◆ Prompt
Return every line of the rows that contains the string "chimney", copying each one in full. Case counts.

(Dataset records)

<<<<

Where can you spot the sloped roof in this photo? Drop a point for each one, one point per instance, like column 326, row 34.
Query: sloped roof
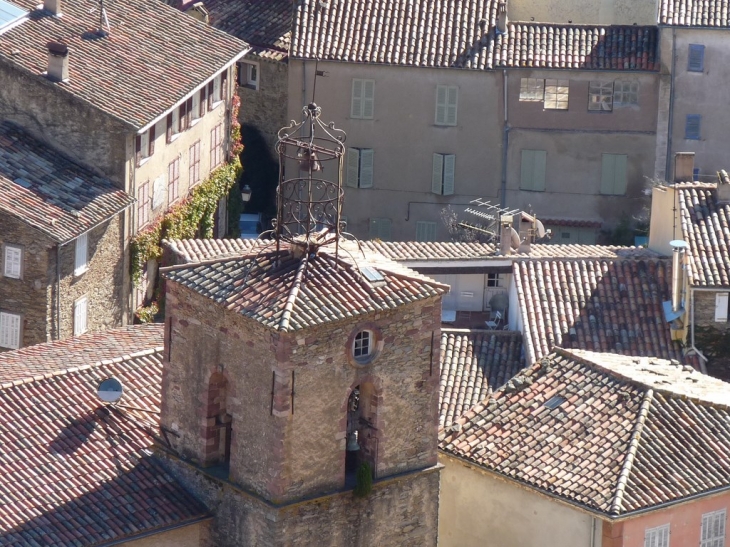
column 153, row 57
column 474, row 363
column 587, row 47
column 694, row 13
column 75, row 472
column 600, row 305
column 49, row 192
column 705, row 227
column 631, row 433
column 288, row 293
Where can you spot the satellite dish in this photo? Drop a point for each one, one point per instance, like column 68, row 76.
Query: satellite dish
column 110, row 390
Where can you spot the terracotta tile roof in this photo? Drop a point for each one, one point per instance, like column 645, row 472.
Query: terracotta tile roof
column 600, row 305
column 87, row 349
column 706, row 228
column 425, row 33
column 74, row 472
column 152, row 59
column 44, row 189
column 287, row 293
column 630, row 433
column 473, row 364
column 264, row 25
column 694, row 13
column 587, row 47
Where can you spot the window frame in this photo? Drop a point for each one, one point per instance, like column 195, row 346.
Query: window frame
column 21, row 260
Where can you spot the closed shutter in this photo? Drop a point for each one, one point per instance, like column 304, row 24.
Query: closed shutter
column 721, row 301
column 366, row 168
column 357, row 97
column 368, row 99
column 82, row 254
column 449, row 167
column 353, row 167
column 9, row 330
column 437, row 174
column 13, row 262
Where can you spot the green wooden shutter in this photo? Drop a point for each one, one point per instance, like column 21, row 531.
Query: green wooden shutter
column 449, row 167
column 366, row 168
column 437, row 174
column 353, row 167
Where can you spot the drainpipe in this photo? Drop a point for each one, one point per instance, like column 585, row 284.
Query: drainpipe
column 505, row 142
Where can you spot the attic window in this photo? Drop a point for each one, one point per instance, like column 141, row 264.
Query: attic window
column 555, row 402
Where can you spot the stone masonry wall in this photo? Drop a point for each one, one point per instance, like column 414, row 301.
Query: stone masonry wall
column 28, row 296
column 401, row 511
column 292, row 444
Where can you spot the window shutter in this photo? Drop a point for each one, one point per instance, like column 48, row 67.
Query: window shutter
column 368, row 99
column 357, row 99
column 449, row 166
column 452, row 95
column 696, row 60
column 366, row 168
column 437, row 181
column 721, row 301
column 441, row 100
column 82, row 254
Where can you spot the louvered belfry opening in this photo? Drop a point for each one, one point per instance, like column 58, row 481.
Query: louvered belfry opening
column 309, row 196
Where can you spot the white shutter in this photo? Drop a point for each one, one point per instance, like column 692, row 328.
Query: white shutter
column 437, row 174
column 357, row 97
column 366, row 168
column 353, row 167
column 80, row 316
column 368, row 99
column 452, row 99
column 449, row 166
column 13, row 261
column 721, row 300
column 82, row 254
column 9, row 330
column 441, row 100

>>>>
<<<<

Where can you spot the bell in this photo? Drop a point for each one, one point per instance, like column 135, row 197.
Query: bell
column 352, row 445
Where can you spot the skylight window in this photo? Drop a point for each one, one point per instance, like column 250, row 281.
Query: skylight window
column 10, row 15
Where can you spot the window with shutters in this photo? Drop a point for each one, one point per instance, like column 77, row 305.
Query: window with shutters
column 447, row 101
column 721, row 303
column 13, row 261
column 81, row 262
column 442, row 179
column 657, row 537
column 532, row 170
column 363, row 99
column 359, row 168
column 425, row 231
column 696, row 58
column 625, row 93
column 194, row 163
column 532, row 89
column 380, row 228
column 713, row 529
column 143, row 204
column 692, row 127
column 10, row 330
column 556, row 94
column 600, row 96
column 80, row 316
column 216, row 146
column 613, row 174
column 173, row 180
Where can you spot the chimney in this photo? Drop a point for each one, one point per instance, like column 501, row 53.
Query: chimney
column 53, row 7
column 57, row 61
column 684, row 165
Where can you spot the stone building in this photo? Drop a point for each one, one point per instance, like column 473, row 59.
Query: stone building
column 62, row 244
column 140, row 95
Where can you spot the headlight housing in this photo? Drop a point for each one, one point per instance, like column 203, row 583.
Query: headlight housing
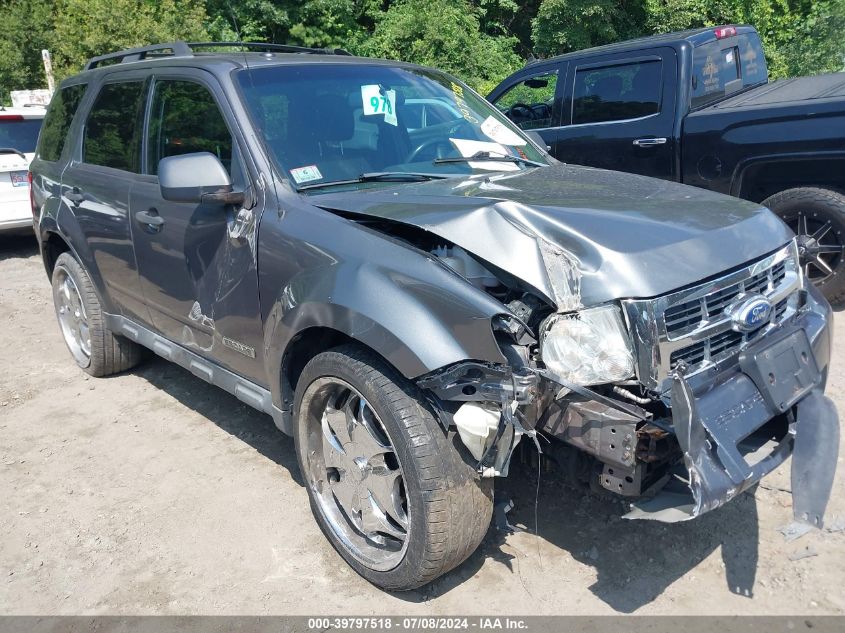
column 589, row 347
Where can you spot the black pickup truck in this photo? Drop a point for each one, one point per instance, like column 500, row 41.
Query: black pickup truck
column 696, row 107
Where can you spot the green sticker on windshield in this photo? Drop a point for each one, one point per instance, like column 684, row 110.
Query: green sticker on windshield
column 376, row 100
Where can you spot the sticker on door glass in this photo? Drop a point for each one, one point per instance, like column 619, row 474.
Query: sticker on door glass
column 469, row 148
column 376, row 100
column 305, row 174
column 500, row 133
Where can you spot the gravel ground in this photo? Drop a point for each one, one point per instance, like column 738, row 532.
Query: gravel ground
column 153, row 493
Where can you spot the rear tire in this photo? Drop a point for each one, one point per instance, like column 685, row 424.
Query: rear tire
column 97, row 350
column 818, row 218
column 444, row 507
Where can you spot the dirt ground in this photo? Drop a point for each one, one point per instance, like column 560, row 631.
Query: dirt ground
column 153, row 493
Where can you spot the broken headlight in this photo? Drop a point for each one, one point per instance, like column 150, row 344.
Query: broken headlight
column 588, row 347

>>>>

◆ Solved exercise
Where can you spot the chimney in this photo? Drop a point for each one, one point per instance, like column 501, row 53.
Query: chimney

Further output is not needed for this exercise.